↓

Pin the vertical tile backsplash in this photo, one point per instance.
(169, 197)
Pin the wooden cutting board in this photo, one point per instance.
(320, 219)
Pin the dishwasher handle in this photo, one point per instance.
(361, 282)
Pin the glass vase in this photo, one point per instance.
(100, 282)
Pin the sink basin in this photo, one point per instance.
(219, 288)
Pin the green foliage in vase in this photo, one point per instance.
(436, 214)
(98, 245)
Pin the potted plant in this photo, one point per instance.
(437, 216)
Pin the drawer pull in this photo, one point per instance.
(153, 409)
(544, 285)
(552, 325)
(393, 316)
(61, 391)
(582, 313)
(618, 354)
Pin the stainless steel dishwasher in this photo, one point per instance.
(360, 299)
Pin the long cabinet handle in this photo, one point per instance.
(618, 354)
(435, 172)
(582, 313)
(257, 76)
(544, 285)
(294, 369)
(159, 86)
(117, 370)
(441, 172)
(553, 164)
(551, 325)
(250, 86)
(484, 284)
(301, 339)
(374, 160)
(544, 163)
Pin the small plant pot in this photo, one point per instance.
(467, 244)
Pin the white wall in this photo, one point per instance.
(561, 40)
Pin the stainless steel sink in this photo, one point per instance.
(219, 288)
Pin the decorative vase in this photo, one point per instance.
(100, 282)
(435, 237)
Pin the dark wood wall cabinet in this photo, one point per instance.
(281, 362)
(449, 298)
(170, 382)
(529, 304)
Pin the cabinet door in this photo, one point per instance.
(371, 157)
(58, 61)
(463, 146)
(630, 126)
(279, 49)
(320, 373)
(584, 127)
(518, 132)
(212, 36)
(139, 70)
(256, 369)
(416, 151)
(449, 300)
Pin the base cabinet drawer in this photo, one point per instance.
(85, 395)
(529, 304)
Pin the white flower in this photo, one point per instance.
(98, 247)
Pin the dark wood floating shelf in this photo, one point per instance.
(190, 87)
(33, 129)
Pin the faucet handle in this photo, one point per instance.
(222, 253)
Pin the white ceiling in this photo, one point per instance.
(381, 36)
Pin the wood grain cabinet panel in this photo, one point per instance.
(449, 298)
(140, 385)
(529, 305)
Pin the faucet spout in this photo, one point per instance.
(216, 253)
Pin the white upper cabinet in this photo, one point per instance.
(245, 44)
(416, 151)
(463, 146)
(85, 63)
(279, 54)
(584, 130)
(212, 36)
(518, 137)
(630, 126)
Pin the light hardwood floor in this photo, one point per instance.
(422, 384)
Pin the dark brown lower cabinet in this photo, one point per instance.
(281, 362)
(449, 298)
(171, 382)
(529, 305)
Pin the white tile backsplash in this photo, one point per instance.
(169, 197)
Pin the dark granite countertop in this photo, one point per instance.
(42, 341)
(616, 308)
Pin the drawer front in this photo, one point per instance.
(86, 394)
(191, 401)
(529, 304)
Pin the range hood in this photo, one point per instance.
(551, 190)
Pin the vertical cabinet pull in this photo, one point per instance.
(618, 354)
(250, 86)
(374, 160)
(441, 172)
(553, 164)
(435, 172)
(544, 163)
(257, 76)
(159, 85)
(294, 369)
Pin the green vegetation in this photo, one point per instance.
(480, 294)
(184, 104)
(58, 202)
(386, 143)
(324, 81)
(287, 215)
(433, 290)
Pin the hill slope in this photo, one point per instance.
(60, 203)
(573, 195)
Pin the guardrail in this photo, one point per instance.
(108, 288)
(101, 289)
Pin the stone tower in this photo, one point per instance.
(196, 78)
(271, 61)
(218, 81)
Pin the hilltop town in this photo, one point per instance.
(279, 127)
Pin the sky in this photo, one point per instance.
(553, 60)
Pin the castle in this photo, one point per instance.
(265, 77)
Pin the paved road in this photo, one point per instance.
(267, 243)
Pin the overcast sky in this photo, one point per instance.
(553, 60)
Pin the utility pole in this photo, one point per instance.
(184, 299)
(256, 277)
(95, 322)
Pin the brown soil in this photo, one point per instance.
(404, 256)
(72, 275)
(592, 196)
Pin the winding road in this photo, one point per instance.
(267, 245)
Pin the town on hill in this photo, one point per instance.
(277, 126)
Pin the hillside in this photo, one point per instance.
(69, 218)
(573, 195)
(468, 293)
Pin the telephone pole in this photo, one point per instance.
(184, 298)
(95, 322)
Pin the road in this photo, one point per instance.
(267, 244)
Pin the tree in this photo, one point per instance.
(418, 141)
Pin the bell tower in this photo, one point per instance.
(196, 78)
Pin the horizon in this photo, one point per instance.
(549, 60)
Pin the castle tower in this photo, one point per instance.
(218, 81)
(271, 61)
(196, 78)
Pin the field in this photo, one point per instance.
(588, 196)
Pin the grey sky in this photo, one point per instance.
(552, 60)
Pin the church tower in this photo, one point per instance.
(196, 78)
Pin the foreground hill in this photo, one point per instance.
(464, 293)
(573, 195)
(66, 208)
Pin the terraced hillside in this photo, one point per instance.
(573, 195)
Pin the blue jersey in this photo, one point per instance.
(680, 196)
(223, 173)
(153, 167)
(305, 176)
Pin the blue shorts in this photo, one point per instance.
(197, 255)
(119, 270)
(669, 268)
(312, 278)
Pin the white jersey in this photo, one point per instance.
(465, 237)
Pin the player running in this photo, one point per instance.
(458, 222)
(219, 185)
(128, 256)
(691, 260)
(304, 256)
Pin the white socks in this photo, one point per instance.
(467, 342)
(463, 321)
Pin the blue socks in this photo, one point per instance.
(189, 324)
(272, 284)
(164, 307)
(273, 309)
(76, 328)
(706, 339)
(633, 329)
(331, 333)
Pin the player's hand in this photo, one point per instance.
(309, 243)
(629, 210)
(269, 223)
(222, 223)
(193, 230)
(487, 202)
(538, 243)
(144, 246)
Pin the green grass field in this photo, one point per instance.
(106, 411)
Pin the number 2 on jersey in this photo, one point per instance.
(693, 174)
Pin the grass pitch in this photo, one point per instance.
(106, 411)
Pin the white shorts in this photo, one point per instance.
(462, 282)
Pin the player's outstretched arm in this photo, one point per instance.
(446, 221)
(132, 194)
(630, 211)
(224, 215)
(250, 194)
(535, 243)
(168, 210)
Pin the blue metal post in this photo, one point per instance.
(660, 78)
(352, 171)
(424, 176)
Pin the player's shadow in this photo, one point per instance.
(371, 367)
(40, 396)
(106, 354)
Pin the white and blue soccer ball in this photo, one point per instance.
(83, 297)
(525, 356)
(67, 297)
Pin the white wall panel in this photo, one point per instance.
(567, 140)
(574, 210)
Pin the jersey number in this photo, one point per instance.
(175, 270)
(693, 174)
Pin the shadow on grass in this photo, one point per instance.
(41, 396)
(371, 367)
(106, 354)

↑

§ Goal:
Render every line of the records above as a Markdown table with the columns Row and Record line, numbering the rows in order. Leave out any blank lines.

§ Complete answer:
| Row | Record line |
|---|---|
| 1 | Pin the vertical tile backsplash in this photo, one point per instance. |
| 2 | (169, 197) |
| 3 | Pin the wooden cutting board in this photo, one point per instance. |
| 4 | (320, 219) |
| 5 | Pin the dishwasher handle in this photo, one point per instance. |
| 6 | (361, 282) |
| 7 | Pin the glass vase in this photo, one point per instance. |
| 8 | (100, 282) |
| 9 | Pin the sink basin in this photo, one point per instance. |
| 10 | (219, 288) |
| 11 | Pin the green foliage in vase in this photo, one point per instance. |
| 12 | (436, 214) |
| 13 | (98, 245) |
| 14 | Pin the potted plant in this photo, one point per instance. |
| 15 | (437, 216) |
| 16 | Pin the drawer pull in this photo, one point per instance. |
| 17 | (153, 409) |
| 18 | (544, 285) |
| 19 | (552, 325) |
| 20 | (393, 316) |
| 21 | (61, 391) |
| 22 | (582, 313) |
| 23 | (618, 354) |
| 24 | Pin the stainless steel dishwasher in this photo, one point per instance. |
| 25 | (360, 299) |
| 26 | Pin the long cabinet handle in this photo, one point per instance. |
| 27 | (618, 354) |
| 28 | (435, 172) |
| 29 | (582, 313) |
| 30 | (257, 76) |
| 31 | (544, 285) |
| 32 | (294, 369) |
| 33 | (159, 86) |
| 34 | (117, 370) |
| 35 | (441, 172) |
| 36 | (553, 164) |
| 37 | (551, 325) |
| 38 | (250, 86) |
| 39 | (484, 284) |
| 40 | (301, 339) |
| 41 | (374, 160) |
| 42 | (544, 163) |
| 43 | Pin the small plant pot in this photo, one point per instance. |
| 44 | (467, 244) |
| 45 | Pin the white wall in this photo, one point per instance. |
| 46 | (561, 40) |
| 47 | Pin the stainless steel sink in this photo, one point per instance. |
| 48 | (219, 288) |
| 49 | Pin the decorative vase in this photo, one point per instance. |
| 50 | (100, 282) |
| 51 | (435, 237) |
| 52 | Pin the dark wood wall cabinet in this photo, one point per instance. |
| 53 | (281, 362) |
| 54 | (449, 298) |
| 55 | (170, 382) |
| 56 | (529, 304) |
| 57 | Pin the cabinet door in this photo, one point per instance. |
| 58 | (371, 157) |
| 59 | (58, 61) |
| 60 | (463, 146) |
| 61 | (630, 126) |
| 62 | (279, 49) |
| 63 | (320, 373) |
| 64 | (584, 127) |
| 65 | (518, 132) |
| 66 | (212, 36) |
| 67 | (139, 70) |
| 68 | (256, 369) |
| 69 | (416, 151) |
| 70 | (449, 300) |
| 71 | Pin the base cabinet drawer in this photo, one point per instance. |
| 72 | (85, 395) |
| 73 | (529, 304) |
| 74 | Pin the white flower in this photo, one point per instance. |
| 75 | (98, 247) |
| 76 | Pin the dark wood floating shelf in this photo, one point per instance. |
| 77 | (190, 87) |
| 78 | (33, 129) |
| 79 | Pin the faucet handle in this photo, one point per instance. |
| 80 | (222, 253) |
| 81 | Pin the white ceiling in this photo, one point per instance. |
| 82 | (381, 36) |
| 83 | Pin the wood grain cabinet panel in this photo, one point per instance. |
| 84 | (449, 298) |
| 85 | (140, 385) |
| 86 | (529, 305) |
| 87 | Pin the faucet spout in this photo, one point per instance. |
| 88 | (216, 253) |
| 89 | Pin the white upper cabinet in this photo, one point per instance. |
| 90 | (245, 44) |
| 91 | (416, 151) |
| 92 | (463, 146) |
| 93 | (85, 63) |
| 94 | (279, 54) |
| 95 | (584, 130) |
| 96 | (212, 36) |
| 97 | (518, 137) |
| 98 | (630, 126) |
| 99 | Pin the light hardwood floor in this photo, one point per instance. |
| 100 | (422, 384) |
| 101 | Pin the dark brown lower cabinet in this photo, one point per instance. |
| 102 | (281, 362) |
| 103 | (449, 298) |
| 104 | (171, 382) |
| 105 | (529, 305) |
| 106 | Pin the white tile backsplash in this photo, one point per instance. |
| 107 | (169, 197) |
| 108 | Pin the dark granite countertop in this photo, one point per instance. |
| 109 | (42, 341) |
| 110 | (616, 308) |
| 111 | Pin the drawer front in this photo, one point per instance. |
| 112 | (86, 394) |
| 113 | (191, 401) |
| 114 | (529, 304) |
| 115 | Pin the range hood in this photo, one point per instance. |
| 116 | (551, 190) |
| 117 | Pin the vertical cabinet pull in this photo, one point per instance. |
| 118 | (618, 354) |
| 119 | (250, 86) |
| 120 | (374, 160) |
| 121 | (441, 172) |
| 122 | (553, 164) |
| 123 | (435, 172) |
| 124 | (544, 163) |
| 125 | (257, 76) |
| 126 | (159, 85) |
| 127 | (294, 369) |
| 128 | Pin the green vegetation in this photo, one point per instance. |
| 129 | (480, 294) |
| 130 | (184, 104) |
| 131 | (58, 202) |
| 132 | (386, 143) |
| 133 | (324, 81) |
| 134 | (287, 215) |
| 135 | (433, 290) |
| 136 | Pin the hill slope in this photo, one point per instance. |
| 137 | (60, 203) |
| 138 | (573, 195) |
| 139 | Pin the guardrail in this photo, one point per instance. |
| 140 | (108, 288) |
| 141 | (101, 289) |
| 142 | Pin the stone tower in this photo, one point per instance. |
| 143 | (196, 78) |
| 144 | (271, 61) |
| 145 | (218, 81) |
| 146 | Pin the hilltop town in this photo, one point per instance. |
| 147 | (279, 127) |
| 148 | Pin the sky in this photo, one point per instance. |
| 149 | (553, 60) |
| 150 | Pin the castle in this photo, one point per instance. |
| 151 | (265, 77) |
| 152 | Pin the paved road in this photo, one point per instance. |
| 153 | (267, 243) |
| 154 | Pin the overcast sky in this photo, one point per instance. |
| 155 | (553, 60) |
| 156 | Pin the utility pole in this photo, one point per instance. |
| 157 | (184, 299) |
| 158 | (256, 277) |
| 159 | (95, 322) |
| 160 | Pin the brown soil in this photo, one point per instance. |
| 161 | (404, 256) |
| 162 | (72, 275) |
| 163 | (592, 196) |
| 164 | Pin the winding road in this photo, one point per instance. |
| 165 | (267, 245) |
| 166 | Pin the town on hill in this photo, one point per instance. |
| 167 | (277, 126) |
| 168 | Pin the hillside in this photo, one point per instance. |
| 169 | (69, 218) |
| 170 | (573, 195) |
| 171 | (468, 293) |
| 172 | Pin the telephone pole in this photo, one point per instance. |
| 173 | (184, 298) |
| 174 | (95, 322) |
| 175 | Pin the road in this photo, one point per instance. |
| 176 | (267, 244) |
| 177 | Pin the tree in this photo, one point per instance. |
| 178 | (418, 141) |
| 179 | Pin the bell tower in this photo, one point per instance. |
| 180 | (196, 78) |
| 181 | Pin the horizon in this photo, one point per instance. |
| 182 | (549, 60) |
| 183 | Pin the castle tower in this photo, one point per instance. |
| 184 | (218, 81) |
| 185 | (271, 61) |
| 186 | (196, 78) |
| 187 | Pin the field in this photo, one point per instance. |
| 188 | (588, 196) |
| 189 | Pin the grey sky in this photo, one point per instance. |
| 190 | (552, 60) |
| 191 | Pin the church tower in this photo, one point per instance. |
| 192 | (196, 78) |
| 193 | Pin the foreground hill in this photo, one point per instance. |
| 194 | (464, 293) |
| 195 | (573, 195) |
| 196 | (66, 208) |
| 197 | Pin the terraced hillside in this photo, one point per instance. |
| 198 | (573, 195) |
| 199 | Pin the blue jersey in this photo, one point per instance. |
| 200 | (680, 196) |
| 201 | (223, 173) |
| 202 | (153, 167) |
| 203 | (305, 176) |
| 204 | Pin the blue shorts in this photo, one point per instance. |
| 205 | (197, 255) |
| 206 | (119, 270) |
| 207 | (669, 268) |
| 208 | (312, 278) |
| 209 | Pin the white jersey in this photo, one point per instance. |
| 210 | (465, 237) |
| 211 | Pin the player running in this photo, one point per instance. |
| 212 | (458, 222) |
| 213 | (219, 185) |
| 214 | (128, 256) |
| 215 | (691, 260) |
| 216 | (304, 256) |
| 217 | Pin the white socks in this photo, one point per instance. |
| 218 | (467, 342) |
| 219 | (463, 321) |
| 220 | Pin the blue socks in this photo, one point per instance. |
| 221 | (189, 324) |
| 222 | (272, 284) |
| 223 | (164, 307) |
| 224 | (273, 309) |
| 225 | (76, 328) |
| 226 | (706, 339) |
| 227 | (633, 329) |
| 228 | (331, 333) |
| 229 | Pin the player's hand in this photo, one point per instance. |
| 230 | (309, 243) |
| 231 | (629, 210) |
| 232 | (269, 223) |
| 233 | (222, 223) |
| 234 | (193, 230) |
| 235 | (487, 202) |
| 236 | (538, 243) |
| 237 | (144, 246) |
| 238 | Pin the green grass field in this photo, one point per instance. |
| 239 | (106, 411) |
| 240 | Pin the number 2 on jersey in this photo, one point per instance. |
| 241 | (693, 174) |
| 242 | Pin the grass pitch in this photo, one point per instance. |
| 243 | (106, 411) |
| 244 | Pin the white shorts in this photo, one point per instance. |
| 245 | (462, 282) |
| 246 | Pin the player's outstretched arm in this photo, one point per instance. |
| 247 | (446, 221) |
| 248 | (132, 194) |
| 249 | (630, 211) |
| 250 | (224, 215) |
| 251 | (250, 194) |
| 252 | (535, 243) |
| 253 | (168, 210) |
| 254 | Pin the blue metal post in this photo, one point per instance. |
| 255 | (660, 78) |
| 256 | (352, 171) |
| 257 | (424, 176) |
| 258 | Pin the player's shadow in this photo, one point per instance. |
| 259 | (371, 367) |
| 260 | (40, 396) |
| 261 | (106, 354) |
| 262 | Pin the white and blue soccer ball in this photo, one point per instance. |
| 263 | (83, 297) |
| 264 | (525, 356) |
| 265 | (67, 297) |
| 266 | Pin the white wall panel in this photo, one point per instance. |
| 267 | (567, 140) |
| 268 | (574, 210) |
| 269 | Pin the jersey number in this photo, one point per instance. |
| 270 | (175, 270) |
| 271 | (693, 174) |
| 272 | Pin the shadow on grass in this photo, one point per instance. |
| 273 | (41, 396) |
| 274 | (371, 367) |
| 275 | (106, 354) |